What to work on: Reproduce the listing below line for line, without any change. Omit the pictures from what you write.

Dataset rows on where objects are located
□ □ □ □ □ □ □
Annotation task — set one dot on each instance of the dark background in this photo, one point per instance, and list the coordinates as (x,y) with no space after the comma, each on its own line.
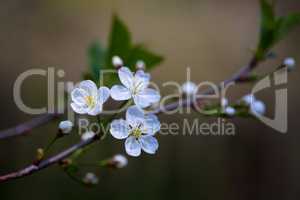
(214,38)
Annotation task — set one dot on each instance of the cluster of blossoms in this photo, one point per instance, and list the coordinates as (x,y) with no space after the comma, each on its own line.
(138,128)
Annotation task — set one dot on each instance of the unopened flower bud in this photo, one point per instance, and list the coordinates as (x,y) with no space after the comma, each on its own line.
(189,88)
(258,108)
(39,154)
(224,102)
(87,135)
(117,61)
(248,99)
(65,127)
(90,179)
(229,111)
(290,63)
(119,161)
(140,65)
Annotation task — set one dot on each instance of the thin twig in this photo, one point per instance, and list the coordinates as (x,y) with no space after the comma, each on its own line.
(48,162)
(64,154)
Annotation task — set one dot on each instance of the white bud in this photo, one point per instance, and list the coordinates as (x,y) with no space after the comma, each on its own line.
(90,178)
(189,88)
(249,99)
(229,111)
(289,63)
(65,126)
(117,61)
(258,108)
(87,135)
(119,160)
(140,65)
(224,102)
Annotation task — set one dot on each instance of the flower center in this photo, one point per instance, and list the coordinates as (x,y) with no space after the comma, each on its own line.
(137,86)
(136,132)
(90,101)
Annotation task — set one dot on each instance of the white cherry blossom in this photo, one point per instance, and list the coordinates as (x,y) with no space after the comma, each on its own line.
(138,129)
(119,160)
(189,88)
(90,178)
(65,126)
(88,99)
(248,99)
(135,86)
(117,61)
(229,111)
(87,135)
(258,108)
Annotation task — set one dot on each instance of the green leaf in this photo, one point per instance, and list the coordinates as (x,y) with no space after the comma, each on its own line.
(96,57)
(139,52)
(267,27)
(119,41)
(286,24)
(272,28)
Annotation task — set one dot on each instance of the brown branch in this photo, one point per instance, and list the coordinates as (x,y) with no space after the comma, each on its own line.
(64,154)
(48,162)
(26,127)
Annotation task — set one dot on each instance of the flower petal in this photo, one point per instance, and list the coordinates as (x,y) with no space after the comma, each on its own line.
(126,77)
(119,129)
(78,109)
(151,125)
(146,97)
(78,96)
(132,146)
(103,94)
(149,144)
(135,116)
(142,80)
(120,93)
(89,86)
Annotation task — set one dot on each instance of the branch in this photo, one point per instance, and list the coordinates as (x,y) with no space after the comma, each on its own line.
(64,154)
(26,127)
(48,162)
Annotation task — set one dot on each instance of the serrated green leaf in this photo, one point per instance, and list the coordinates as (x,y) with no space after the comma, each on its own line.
(96,57)
(119,41)
(286,24)
(139,52)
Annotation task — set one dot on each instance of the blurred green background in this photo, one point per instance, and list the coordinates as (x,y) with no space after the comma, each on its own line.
(213,37)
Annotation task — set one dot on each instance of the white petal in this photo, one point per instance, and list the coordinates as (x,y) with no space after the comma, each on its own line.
(258,108)
(120,93)
(103,94)
(78,109)
(78,96)
(135,116)
(141,80)
(65,126)
(249,99)
(229,110)
(151,125)
(89,86)
(126,77)
(96,110)
(189,88)
(119,129)
(132,146)
(146,97)
(149,144)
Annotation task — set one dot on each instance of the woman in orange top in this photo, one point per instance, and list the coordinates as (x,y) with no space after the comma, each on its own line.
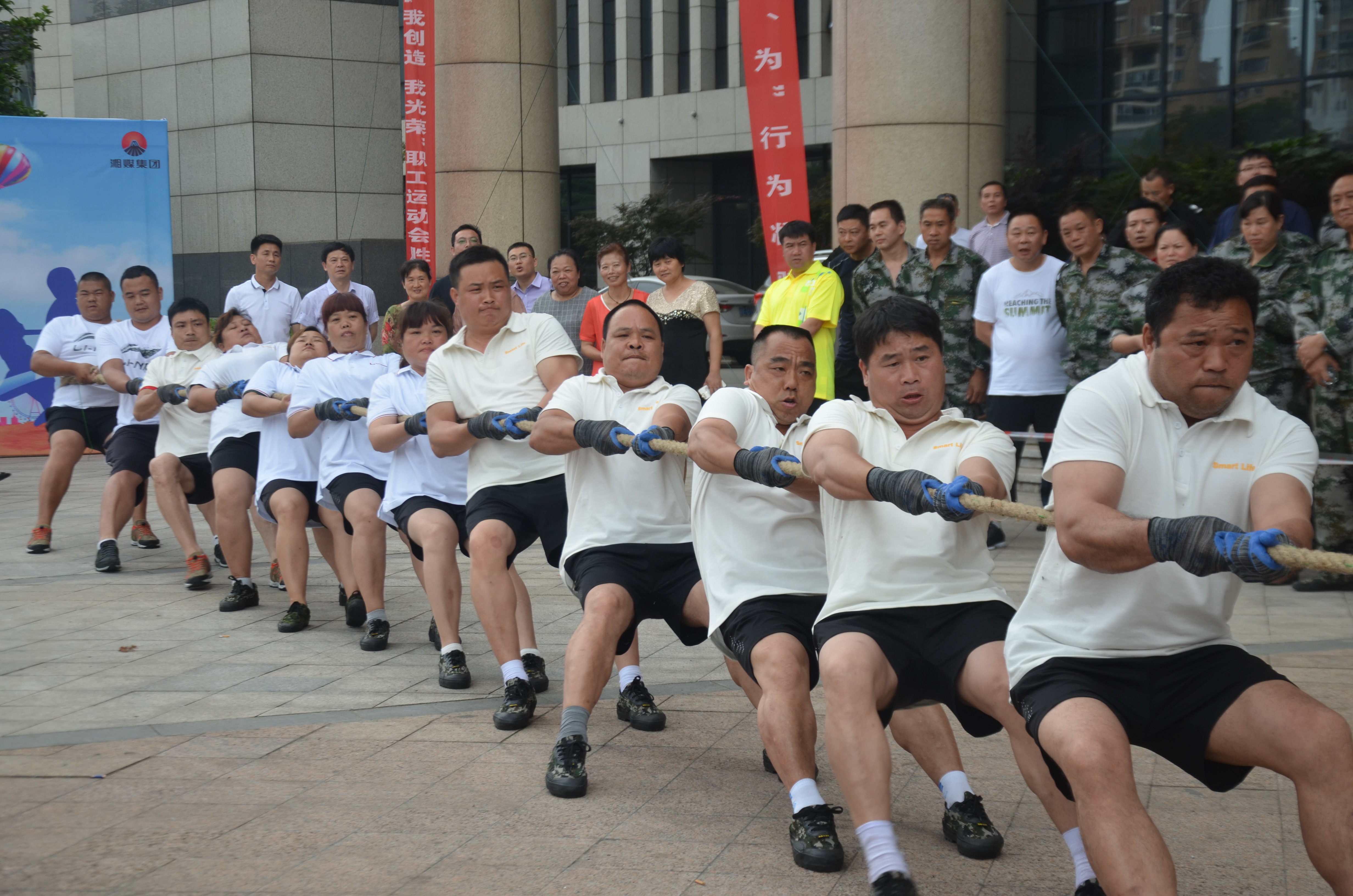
(615,271)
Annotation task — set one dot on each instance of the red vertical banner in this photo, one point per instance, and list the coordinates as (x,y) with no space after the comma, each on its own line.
(420,133)
(770,61)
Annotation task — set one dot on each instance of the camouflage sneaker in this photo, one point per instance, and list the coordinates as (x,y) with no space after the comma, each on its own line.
(566,776)
(967,826)
(812,836)
(636,707)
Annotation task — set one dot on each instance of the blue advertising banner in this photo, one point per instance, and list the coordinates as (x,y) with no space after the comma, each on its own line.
(76,195)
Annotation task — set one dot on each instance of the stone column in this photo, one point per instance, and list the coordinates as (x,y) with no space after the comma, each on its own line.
(497,122)
(918,102)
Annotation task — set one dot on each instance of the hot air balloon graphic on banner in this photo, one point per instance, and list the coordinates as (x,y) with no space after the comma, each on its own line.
(14,166)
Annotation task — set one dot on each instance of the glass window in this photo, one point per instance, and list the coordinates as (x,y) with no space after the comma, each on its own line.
(1268,40)
(1199,53)
(1328,109)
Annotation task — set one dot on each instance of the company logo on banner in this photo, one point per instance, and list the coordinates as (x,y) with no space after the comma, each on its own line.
(420,133)
(76,195)
(770,60)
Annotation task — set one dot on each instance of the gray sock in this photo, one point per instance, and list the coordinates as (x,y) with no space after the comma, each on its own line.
(574,721)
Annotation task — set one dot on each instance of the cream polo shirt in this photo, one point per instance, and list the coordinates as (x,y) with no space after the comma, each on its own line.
(1174,470)
(500,378)
(751,541)
(879,555)
(623,500)
(182,432)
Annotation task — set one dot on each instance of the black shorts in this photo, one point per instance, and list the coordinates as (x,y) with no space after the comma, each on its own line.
(130,450)
(304,488)
(201,470)
(1165,704)
(237,453)
(95,424)
(346,484)
(531,509)
(927,648)
(658,577)
(764,616)
(423,503)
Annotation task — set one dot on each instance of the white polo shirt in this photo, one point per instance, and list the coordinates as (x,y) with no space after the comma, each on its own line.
(415,470)
(241,362)
(183,432)
(879,555)
(344,446)
(623,500)
(72,339)
(500,378)
(308,313)
(136,348)
(281,457)
(784,551)
(1172,470)
(272,310)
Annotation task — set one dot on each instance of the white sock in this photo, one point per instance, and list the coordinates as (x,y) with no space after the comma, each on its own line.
(954,786)
(806,794)
(881,852)
(513,669)
(1083,864)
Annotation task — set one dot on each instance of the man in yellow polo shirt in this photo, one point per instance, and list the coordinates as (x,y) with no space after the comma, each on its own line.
(810,297)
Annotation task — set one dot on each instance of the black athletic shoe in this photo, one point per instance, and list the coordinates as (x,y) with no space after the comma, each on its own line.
(452,671)
(356,611)
(519,706)
(107,559)
(535,665)
(295,618)
(968,828)
(566,776)
(812,836)
(995,536)
(241,597)
(636,707)
(377,637)
(892,884)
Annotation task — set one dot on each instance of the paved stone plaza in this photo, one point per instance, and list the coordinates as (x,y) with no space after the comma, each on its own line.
(221,757)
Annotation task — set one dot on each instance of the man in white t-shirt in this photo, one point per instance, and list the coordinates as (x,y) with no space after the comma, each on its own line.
(497,363)
(83,412)
(1017,319)
(180,467)
(337,261)
(912,612)
(628,554)
(269,302)
(125,350)
(1172,480)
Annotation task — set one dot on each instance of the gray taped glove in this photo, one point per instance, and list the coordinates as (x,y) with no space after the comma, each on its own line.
(1189,542)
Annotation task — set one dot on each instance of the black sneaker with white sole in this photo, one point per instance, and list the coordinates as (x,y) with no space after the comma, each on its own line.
(107,559)
(452,671)
(968,828)
(812,836)
(519,706)
(566,776)
(636,707)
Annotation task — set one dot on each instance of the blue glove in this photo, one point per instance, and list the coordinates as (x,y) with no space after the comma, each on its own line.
(945,499)
(645,450)
(1247,554)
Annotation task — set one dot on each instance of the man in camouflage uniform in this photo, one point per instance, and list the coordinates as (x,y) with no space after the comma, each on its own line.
(1325,332)
(1090,302)
(950,287)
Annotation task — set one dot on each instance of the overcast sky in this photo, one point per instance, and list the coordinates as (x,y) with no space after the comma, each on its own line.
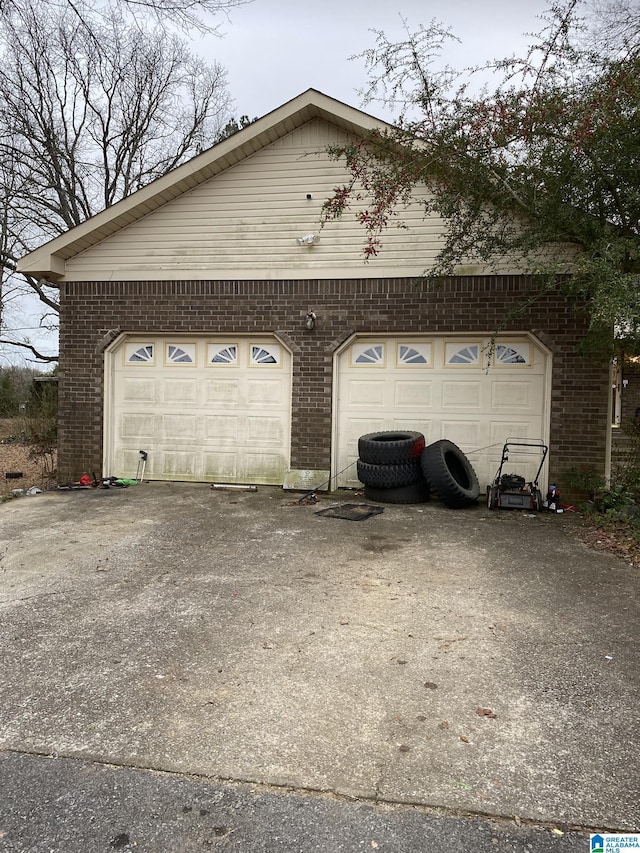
□ □ □ □ □ □ □
Reply:
Annotation task — set one dot on each instance of the dark background in this photo, one point per instance, and list the coordinates as (x,y) with no space after the comma, each on its own line.
(214,38)
Annotation task — set one dot on each instance of the cluster of blossoms in this photo, one point per instance, and list the coordinates as (x,y) with no space after the comma, each on its own line.
(138,128)
Annotation task — set one dot on each instance of the unopened flower bud in this photo, one point per instance, and list the coordinates as (x,y) with no space after the comma, each on its own line.
(189,88)
(258,108)
(39,154)
(224,102)
(87,135)
(117,61)
(248,99)
(65,127)
(90,179)
(229,111)
(290,63)
(119,161)
(140,65)
Annotation task — set one dot on each instance of the thin twig in this photo, one point per instance, and list the coordinates as (x,y) with no space after the comma, each on its own line.
(48,162)
(64,154)
Annotation task — set one dot on each instance of the white bud in this photo, one point per instance, and list the coordinates as (x,y) with no space after the comma, each on its own line.
(90,178)
(189,88)
(249,99)
(229,111)
(289,63)
(65,126)
(117,61)
(258,108)
(87,135)
(119,160)
(140,65)
(224,102)
Annotation task — set one dot on each instance of the flower center in this photo, one point per instance, and list the coordinates as (x,y) with no space after the comma, each on its own line.
(137,86)
(136,132)
(90,101)
Annotation task — set one dot on each instance of the white cherry blossom in this photo, one point per instance, and list the coordinates as (x,y) with no space after the comma, each on its own line.
(138,129)
(119,160)
(189,88)
(90,178)
(65,126)
(88,99)
(248,99)
(135,86)
(117,61)
(229,111)
(87,135)
(258,108)
Annotation task — set one dot on each instance of the green leaf in this photo, one point per instance, and list the coordinates as (x,y) with no space after the comma, each on its own line.
(96,57)
(139,52)
(267,27)
(119,41)
(286,24)
(272,28)
Annotation task — set one dot on each instance of the brown branch in this photo, one point per instance, and list the coordinates as (x,y) with no space after the comma, each on its own line.
(64,154)
(48,162)
(26,127)
Annotation task — set one dot on each instance of the flower petal in this photo, one point per instance, and list the coordinates as (x,y) with no space after the comma, each on its own line.
(126,77)
(119,129)
(78,109)
(151,125)
(146,97)
(78,96)
(132,146)
(103,94)
(149,144)
(135,116)
(142,80)
(120,93)
(89,86)
Annotation task — set one dot on each instance of the branch in this photo, one point per instance, and list the coordinates as (x,y) with no space after the comma, each on its own line.
(64,154)
(26,127)
(48,162)
Annotation task — set one dot on each instance of the serrated green leaf in this photo, one point per instance, and list the coordinates as (x,y) with no space after the comma, each on its own line.
(96,57)
(119,41)
(286,24)
(139,52)
Annotation task — set one dot on each instance of the blurred green background in this photo, one point per instance, and list the coordinates as (x,y) with no space after the comma, each on its own line.
(213,37)
Annotation task — set one dot on each instance of the white petal in this photo, one point per instance, and list the coordinates as (x,y) with no space after the comma, each on its own line.
(258,108)
(120,93)
(103,94)
(78,109)
(78,96)
(135,116)
(141,80)
(65,126)
(249,99)
(229,110)
(151,125)
(89,86)
(126,77)
(96,110)
(189,88)
(119,129)
(132,146)
(146,97)
(149,144)
Annotation task — set one dot on each instance of the woman in orange top in this photo, one point per instance, and list the coordinates as (x,y) with no space after the comma, each on its own line.
(615,271)
Annotation task — set one dot on each instance of the red vertical banner in this photo, one point per instance, and list the coordinates as (x,y) with no space after the comma, each on its own line.
(420,133)
(770,61)
Annotation task — set one dot on each instance of the camouflage sneaker in this photo, one point per instance, and list the coordinates as (x,y) with no space after the comma, each on its own line.
(566,776)
(967,826)
(812,836)
(636,707)
Annotation task — set one dot on each instance of the blue advertising banner in this photo, one point per instance, and list the coordinates as (x,y) with no space after the comma, each on its own line.
(76,195)
Annotation task — set one dot on each instance of the stone column in this photo, one point per instance, and list the coordinates as (x,y) with no space after the comma, each on its own line.
(497,122)
(918,102)
Annotation task — set one dot on each instance of the hot air balloon graphic on banner in this photo, one point per instance, and list the coordinates as (x,y) with no space after the comma, each on its own line.
(14,166)
Annotation task — set one dot on each instance of the glass window in this photo, one point per instance, and list the coordinates as (x,y) with no space after the comma, each on its own line.
(1268,40)
(1199,53)
(1328,109)
Annotation task — set one dot on each instance of the company logo on banner in this photo, one point per instance, and list the coordinates as (x,y) with no space after the comma, each on its own line.
(420,133)
(76,195)
(770,60)
Annotation task — set one dot on each instance of the gray sock in this photo, one point per instance, and list the coordinates as (x,y) with no space after the comma, each on its own line.
(574,721)
Annotation task — set one dot on each instance of the cream polo shirt in this photo, one point per instance, and list the coordinates as (x,y) with no space after the comma, each on its own line.
(1174,470)
(500,378)
(751,541)
(879,555)
(623,500)
(182,432)
Annotation task — set one dot on each instance of the black shorts in this photo, one point per instance, and list the coordinates as (x,y) with no space after the comma, each on its own line.
(130,450)
(304,488)
(201,470)
(1165,704)
(237,453)
(95,424)
(346,484)
(531,509)
(927,648)
(658,577)
(764,616)
(423,503)
Annotation task — set one dot on each instance of the white polo shirt in this photo, one point per instance, and list the coordinates as (x,y) with no space after the comma, each on its own line.
(415,470)
(241,362)
(183,432)
(879,555)
(344,446)
(623,500)
(72,339)
(500,378)
(308,313)
(136,348)
(281,457)
(784,551)
(1172,470)
(272,310)
Annotation task — set one dot on each instance of the white sock in this photo, one point per instance, and list the coordinates as (x,y) with no space after the comma, each on its own line.
(954,786)
(806,794)
(881,852)
(513,669)
(1083,864)
Annotation task — set one dot on each instance of the man in yellow polo shirt in this photo, one point per instance, and list the coordinates as (x,y) with no space after the comma, each on its own line.
(810,297)
Annotation task — set one dot on each instance of the black athletic shoe in this photo, one point per instance, and list the coordinates as (x,y) with no space after the comma, each on its own line.
(452,671)
(356,611)
(519,706)
(107,559)
(535,665)
(295,618)
(968,828)
(566,776)
(812,836)
(995,536)
(241,597)
(636,707)
(377,637)
(892,884)
Annotation task — set one dot on each instance of the paved stone plaza in this photo, one point per instance, and list the coordinates as (x,y) with no space after the comma, each on its own line.
(221,757)
Annotation task — set one dot on each instance of the man in white t-shirt in this photo, one point per instance, and list the coordinates as (x,y) with no space after the comma, each on its own line.
(497,363)
(83,412)
(1017,319)
(180,467)
(337,261)
(912,612)
(628,554)
(269,302)
(125,350)
(1172,480)
Annotation task — set one dot on each instance of the gray taped glove in this photo, one point per instance, and list the coordinates as (x,y) with no space after the comma, each on its own line.
(1189,542)
Annotation task — set one dot on each instance of the black sneaker with white sole in this photo, one point per instance, and list the coordinates as (x,y) with no space after the comma, each on its own line.
(107,559)
(452,671)
(968,828)
(812,836)
(519,706)
(566,776)
(636,707)
Annotation task — set one dot on each instance of the blue glove in this photo, one point per instance, and list the coordinates as (x,y) with no space after the comma, each on its own line.
(945,499)
(645,450)
(1247,554)
Annotation task — set one dot on each instance of the man in camouflage uniform in this photo, one point per instance, and list the coordinates as (x,y) with no space after the comma, each on its own line.
(1325,332)
(1090,302)
(950,287)
Annotation task — set one dot on each instance of the overcast sky in this photo, one point per instance, and list the coordinates as (x,y) with no space after the comma, each on its own line.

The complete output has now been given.